[Begin]

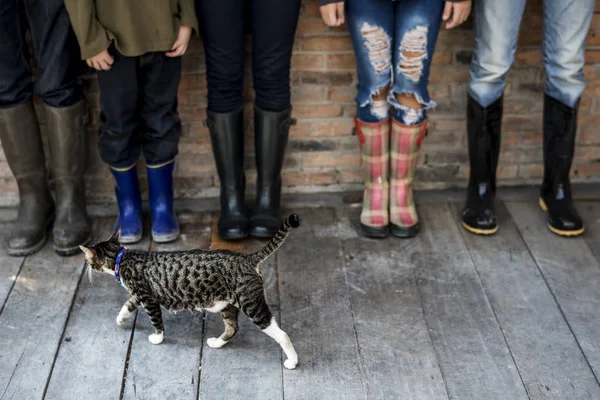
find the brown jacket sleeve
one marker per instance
(187, 14)
(93, 38)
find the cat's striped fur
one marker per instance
(216, 280)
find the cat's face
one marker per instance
(101, 256)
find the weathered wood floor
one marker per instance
(446, 315)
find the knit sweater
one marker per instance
(135, 27)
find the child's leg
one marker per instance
(371, 24)
(159, 78)
(119, 139)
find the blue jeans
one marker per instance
(55, 52)
(566, 24)
(394, 44)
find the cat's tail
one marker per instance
(291, 222)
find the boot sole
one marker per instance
(478, 231)
(168, 238)
(131, 239)
(71, 251)
(554, 230)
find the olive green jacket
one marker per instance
(135, 27)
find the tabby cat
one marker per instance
(216, 280)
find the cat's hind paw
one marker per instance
(290, 364)
(156, 338)
(215, 343)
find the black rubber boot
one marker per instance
(22, 143)
(66, 139)
(271, 132)
(483, 130)
(560, 127)
(227, 136)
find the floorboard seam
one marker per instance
(62, 335)
(13, 284)
(493, 311)
(554, 297)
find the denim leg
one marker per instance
(159, 78)
(273, 27)
(223, 35)
(15, 76)
(496, 33)
(566, 24)
(415, 36)
(56, 53)
(371, 25)
(119, 120)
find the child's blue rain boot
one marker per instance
(127, 190)
(165, 227)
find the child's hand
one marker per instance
(180, 45)
(333, 14)
(459, 12)
(101, 62)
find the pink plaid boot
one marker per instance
(406, 143)
(374, 144)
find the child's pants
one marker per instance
(138, 96)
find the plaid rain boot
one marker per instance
(374, 144)
(405, 146)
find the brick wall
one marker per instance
(322, 153)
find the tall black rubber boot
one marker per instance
(227, 136)
(560, 127)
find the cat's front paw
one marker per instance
(215, 343)
(290, 364)
(122, 318)
(156, 338)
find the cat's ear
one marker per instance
(115, 236)
(90, 253)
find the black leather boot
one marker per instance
(483, 130)
(66, 139)
(22, 143)
(560, 126)
(227, 136)
(271, 132)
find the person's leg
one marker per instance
(57, 57)
(158, 81)
(273, 27)
(565, 30)
(119, 141)
(371, 25)
(416, 31)
(20, 136)
(222, 30)
(496, 33)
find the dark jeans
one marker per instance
(223, 32)
(55, 51)
(138, 96)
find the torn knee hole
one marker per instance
(378, 43)
(413, 52)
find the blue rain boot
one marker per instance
(127, 191)
(165, 227)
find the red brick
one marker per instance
(341, 61)
(317, 110)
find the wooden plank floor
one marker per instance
(445, 315)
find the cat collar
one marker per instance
(118, 264)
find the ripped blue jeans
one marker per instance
(393, 42)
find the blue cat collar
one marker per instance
(118, 264)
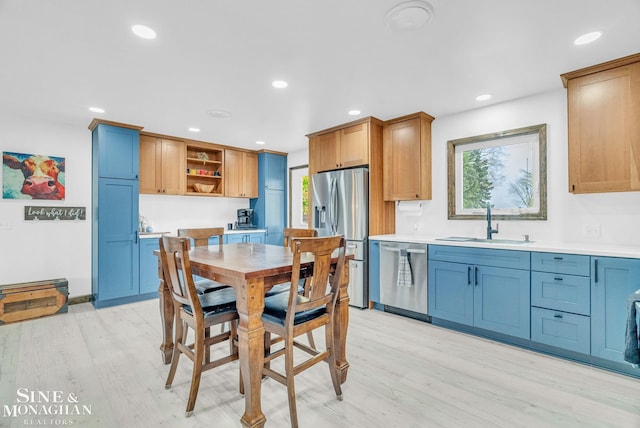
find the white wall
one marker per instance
(33, 251)
(617, 214)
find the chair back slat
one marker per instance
(324, 287)
(174, 253)
(292, 232)
(201, 235)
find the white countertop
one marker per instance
(147, 235)
(592, 249)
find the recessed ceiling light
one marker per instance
(143, 32)
(408, 16)
(587, 38)
(219, 114)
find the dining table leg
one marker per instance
(250, 304)
(341, 321)
(166, 316)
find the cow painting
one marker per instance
(26, 176)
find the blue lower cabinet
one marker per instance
(495, 298)
(149, 281)
(561, 329)
(612, 281)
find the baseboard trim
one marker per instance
(79, 299)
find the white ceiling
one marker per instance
(60, 57)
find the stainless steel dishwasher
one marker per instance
(403, 276)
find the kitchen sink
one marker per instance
(484, 240)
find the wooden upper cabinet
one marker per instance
(354, 145)
(345, 147)
(241, 174)
(406, 144)
(161, 161)
(604, 126)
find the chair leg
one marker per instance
(291, 390)
(197, 371)
(179, 338)
(312, 343)
(333, 365)
(207, 349)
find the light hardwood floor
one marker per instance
(404, 373)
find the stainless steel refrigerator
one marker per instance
(341, 207)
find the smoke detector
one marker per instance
(219, 114)
(408, 16)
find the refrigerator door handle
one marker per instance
(333, 209)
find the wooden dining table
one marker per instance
(251, 269)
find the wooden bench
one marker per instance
(28, 300)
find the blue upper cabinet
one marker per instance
(270, 207)
(116, 152)
(612, 281)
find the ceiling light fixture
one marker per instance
(143, 32)
(408, 16)
(219, 114)
(587, 38)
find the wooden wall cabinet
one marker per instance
(344, 147)
(241, 174)
(407, 158)
(604, 126)
(203, 165)
(161, 165)
(357, 143)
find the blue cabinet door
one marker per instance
(451, 291)
(270, 207)
(116, 152)
(502, 300)
(275, 216)
(118, 252)
(612, 281)
(275, 171)
(149, 281)
(374, 271)
(235, 238)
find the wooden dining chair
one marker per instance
(303, 287)
(290, 315)
(200, 238)
(198, 312)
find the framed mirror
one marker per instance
(506, 169)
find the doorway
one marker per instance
(299, 196)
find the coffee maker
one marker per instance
(245, 219)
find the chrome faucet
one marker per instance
(490, 229)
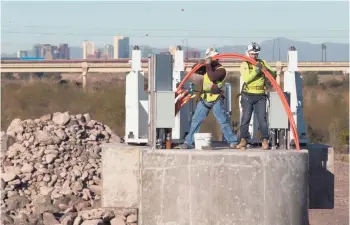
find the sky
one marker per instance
(163, 23)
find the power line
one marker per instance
(178, 29)
(165, 36)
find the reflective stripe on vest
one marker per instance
(208, 86)
(254, 89)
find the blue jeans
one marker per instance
(256, 103)
(219, 112)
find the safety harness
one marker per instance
(245, 85)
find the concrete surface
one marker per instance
(120, 176)
(180, 187)
(321, 176)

[End]

Rewrite all of the records, substituting "one point per item" for every occurrence of "one marker per instance" and changing nothing else. Omit the pictures from the answer.

### RESPONSE TO THE TASK
find the brown jacket sleeve
one point per item
(187, 14)
(93, 38)
find the cat's striped fur
one point per item
(216, 280)
find the cat's face
one point per item
(101, 256)
find the weathered wood floor
one point per item
(446, 315)
find the knit sweater
one point per item
(135, 27)
find the child's leg
one point per item
(371, 24)
(159, 78)
(119, 139)
find the blue jeans
one point per item
(55, 52)
(566, 24)
(394, 44)
find the cat's tail
one point per item
(291, 222)
find the boot sole
one point per item
(478, 231)
(168, 238)
(131, 239)
(71, 251)
(554, 230)
find the olive green jacket
one point per item
(135, 27)
find the tabby cat
one point per item
(216, 280)
find the cat's hind paw
one point per item
(290, 364)
(156, 338)
(215, 343)
find the black rubber boot
one point per item
(22, 143)
(66, 139)
(271, 132)
(483, 130)
(560, 127)
(227, 136)
find the floorboard seam
one point per item
(62, 335)
(13, 284)
(493, 311)
(554, 297)
find the denim leg
one point per item
(159, 78)
(273, 27)
(223, 35)
(15, 76)
(496, 33)
(566, 24)
(415, 36)
(56, 53)
(371, 25)
(119, 120)
find the child's blue rain boot
one point per item
(127, 190)
(165, 227)
find the child's hand
one point per item
(180, 45)
(333, 14)
(459, 12)
(101, 62)
find the pink plaid boot
one point per item
(406, 143)
(374, 144)
find the child's pants
one point per item
(138, 96)
find the plaid rain boot
one point per item
(374, 144)
(405, 146)
find the brick wall
one point per item
(322, 153)
find the tall black rubber boot
one point per item
(227, 136)
(560, 127)
find the cat's front paw
one point per item
(215, 343)
(290, 364)
(122, 318)
(156, 338)
find the cat's ear
one point per item
(115, 236)
(90, 253)
find the black leather boot
one point per item
(483, 130)
(66, 139)
(22, 143)
(560, 126)
(227, 136)
(271, 132)
find the person's leg
one point per item
(57, 57)
(158, 81)
(273, 27)
(565, 30)
(119, 141)
(371, 25)
(416, 31)
(20, 136)
(222, 30)
(496, 33)
find the dark jeans
one point per item
(223, 32)
(55, 51)
(138, 96)
find the torn knee hole
one point per item
(378, 43)
(413, 52)
find the blue rain boot
one point per item
(127, 191)
(165, 227)
find the red brick
one point per item
(341, 61)
(317, 110)
find the wooden plank floor
one point per item
(445, 315)
find the cat collar
one point per item
(118, 264)
find the ripped blue jeans
one point per item
(393, 42)
find the blue cat collar
one point per item
(118, 264)
find the white wall
one point per item
(33, 251)
(617, 214)
find the chair back slat
one point per item
(324, 287)
(174, 253)
(292, 232)
(201, 235)
find the white countertop
one point per item
(147, 235)
(592, 249)
find the recessed ceiling light
one point per item
(143, 32)
(408, 16)
(587, 38)
(219, 114)
find the dining table leg
one point per item
(250, 304)
(341, 321)
(166, 316)
find the cow painting
one point per item
(26, 176)
find the blue lower cabinet
one point per item
(495, 298)
(149, 281)
(561, 329)
(612, 281)
find the baseboard trim
one point per item
(79, 299)
find the white ceiling
one point per item
(60, 57)
find the stainless steel dishwasher
one point per item
(403, 276)
find the kitchen sink
one point per item
(484, 240)
find the wooden upper cabinet
one point per item
(354, 145)
(345, 147)
(241, 174)
(406, 144)
(161, 161)
(604, 126)
find the chair leg
one point per item
(291, 390)
(197, 371)
(179, 338)
(312, 343)
(333, 365)
(207, 349)
find the light hardwood floor
one point per item
(404, 373)
find the stainless steel refrigerator
one point per item
(341, 207)
find the smoke detector
one point per item
(219, 114)
(408, 16)
find the refrigerator door handle
one point per item
(333, 209)
find the wooden dining table
one point per item
(251, 269)
find the wooden bench
one point per item
(28, 300)
find the blue upper cabinet
one point per item
(270, 207)
(116, 152)
(612, 281)
find the ceiling light fixture
one point per item
(143, 32)
(408, 16)
(219, 114)
(587, 38)
find the wooden wall cabinet
one point per item
(344, 147)
(241, 174)
(407, 158)
(604, 126)
(203, 165)
(161, 165)
(357, 143)
find the blue cabinet door
one point per item
(451, 291)
(270, 207)
(116, 152)
(502, 300)
(275, 216)
(118, 252)
(612, 281)
(275, 171)
(149, 281)
(374, 271)
(235, 238)
find the wooden dining chair
one point per item
(303, 287)
(290, 315)
(200, 238)
(198, 312)
find the framed mirror
one point per item
(506, 169)
find the doorway
one point per item
(299, 196)
find the coffee maker
one point per item
(245, 219)
find the chrome faucet
one point per item
(490, 229)
find the sky
one point per item
(163, 23)
find the power line
one point per item
(178, 29)
(165, 36)
find the reflective stripe on vest
one point per item
(208, 86)
(254, 89)
find the blue jeans
one point per item
(256, 103)
(219, 112)
find the safety harness
one point per item
(245, 85)
find the concrete surface
one point per item
(120, 176)
(180, 187)
(321, 176)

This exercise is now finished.